● **WHAT IS REQUIRED**
Scan the records below, and wherever a line has the word "grass", pull it out.
((
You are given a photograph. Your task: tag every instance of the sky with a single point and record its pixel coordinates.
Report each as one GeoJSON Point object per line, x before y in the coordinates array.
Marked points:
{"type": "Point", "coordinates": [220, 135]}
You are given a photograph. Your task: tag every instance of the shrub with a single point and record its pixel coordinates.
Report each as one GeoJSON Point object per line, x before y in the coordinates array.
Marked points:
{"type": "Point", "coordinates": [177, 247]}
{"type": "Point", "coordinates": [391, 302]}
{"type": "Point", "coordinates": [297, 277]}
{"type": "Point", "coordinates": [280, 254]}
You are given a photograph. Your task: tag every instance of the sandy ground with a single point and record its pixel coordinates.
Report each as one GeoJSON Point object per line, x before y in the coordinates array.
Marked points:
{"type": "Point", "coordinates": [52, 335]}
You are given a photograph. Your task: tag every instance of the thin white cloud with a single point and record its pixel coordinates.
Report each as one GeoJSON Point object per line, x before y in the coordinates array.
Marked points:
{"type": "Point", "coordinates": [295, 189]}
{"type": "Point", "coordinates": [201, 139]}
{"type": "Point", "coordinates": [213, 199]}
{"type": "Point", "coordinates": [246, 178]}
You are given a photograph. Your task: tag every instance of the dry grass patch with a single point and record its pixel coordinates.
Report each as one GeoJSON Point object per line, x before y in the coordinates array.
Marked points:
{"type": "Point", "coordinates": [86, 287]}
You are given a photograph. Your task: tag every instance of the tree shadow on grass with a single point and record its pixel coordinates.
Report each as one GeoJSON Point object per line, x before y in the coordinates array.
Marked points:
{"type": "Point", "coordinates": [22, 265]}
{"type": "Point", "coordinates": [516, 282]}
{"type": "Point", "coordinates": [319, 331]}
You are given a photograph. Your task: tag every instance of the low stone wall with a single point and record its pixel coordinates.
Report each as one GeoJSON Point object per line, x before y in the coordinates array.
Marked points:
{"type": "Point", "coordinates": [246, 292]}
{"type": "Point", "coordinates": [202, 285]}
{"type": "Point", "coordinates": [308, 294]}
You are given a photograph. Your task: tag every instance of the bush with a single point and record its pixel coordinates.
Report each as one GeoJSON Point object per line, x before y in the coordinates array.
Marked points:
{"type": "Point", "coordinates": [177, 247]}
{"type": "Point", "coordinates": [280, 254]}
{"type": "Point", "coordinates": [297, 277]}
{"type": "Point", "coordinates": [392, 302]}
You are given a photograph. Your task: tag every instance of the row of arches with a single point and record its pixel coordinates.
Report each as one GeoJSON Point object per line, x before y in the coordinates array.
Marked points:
))
● **ANSWER SPACE**
You are given a photograph. Your task: tag every instance of the dry grass patch with a single point and record its pixel coordinates.
You are given a photograph. Your task: tag every instance of the tree shadow on grass with a single point and record its pixel coordinates.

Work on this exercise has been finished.